Arts and Humanities student excels in France while completing his degree

Portrait of Leslie Hille in France

~ By Nancy Barragan, student writer for the College of Arts and Humanities

Though he will return to the United States to participate in Fresno State’s 107th Commencement ceremony on May 19, Leslie Hille has been studying abroad for the past year and a half through the CSU International Program at the Université Paris Nanterre in France.

Hille, a double major in French and political science with a GPA of 3.61, was the undergraduate student of distinction for the Department of Modern and Classical Languages and Literatures. The 16 graduate and undergraduate students of distinction from the College of Arts and Humanities were honored at Arts in Motion on April 7.

Université Paris Nanterre is considered to be one of the most prestigious French universities, specifically in the areas of law, humanities, political science, social and natural sciences and economics, according to Dr. Rose Marie Kuhn, a French professor at Fresno State:

“Leslie’s GPA includes his courses at the Université Paris Nanterre, in Paris, France, where grading standards are more conservative than in U.S. universities.”

At Nanterre, Hille took eight political science courses in French and four French courses.

#### EXCERPTED RECORDS
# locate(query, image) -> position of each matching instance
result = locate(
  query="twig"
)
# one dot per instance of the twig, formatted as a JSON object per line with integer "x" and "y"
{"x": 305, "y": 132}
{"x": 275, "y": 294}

#### WHAT YOU NEED TO DO
1 – In the text on Leslie Hille, why will he return to the United States despite studying in France? Answer in one to three sentences.
2 – Update the Leslie Hille text by writing out the part starting with "Though he will" and going on through "Motion on April 7.", with "double major" changed to "dual major".

#### OUTPUTS FOR THE TASKS
1 – He will return to take part in Fresno State's 107th Commencement ceremony on May 19.

2 –
Though he will return to the United States to participate in Fresno State’s 107th Commencement ceremony on May 19, Leslie Hille has been studying abroad for the past year and a half through the CSU International Program at the Université Paris Nanterre in France.

Hille, a dual major in French and political science with a GPA of 3.61, was the undergraduate student of distinction for the Department of Modern and Classical Languages and Literatures. The 16 graduate and undergraduate students of distinction from the College of Arts and Humanities were honored at Arts in Motion on April 7.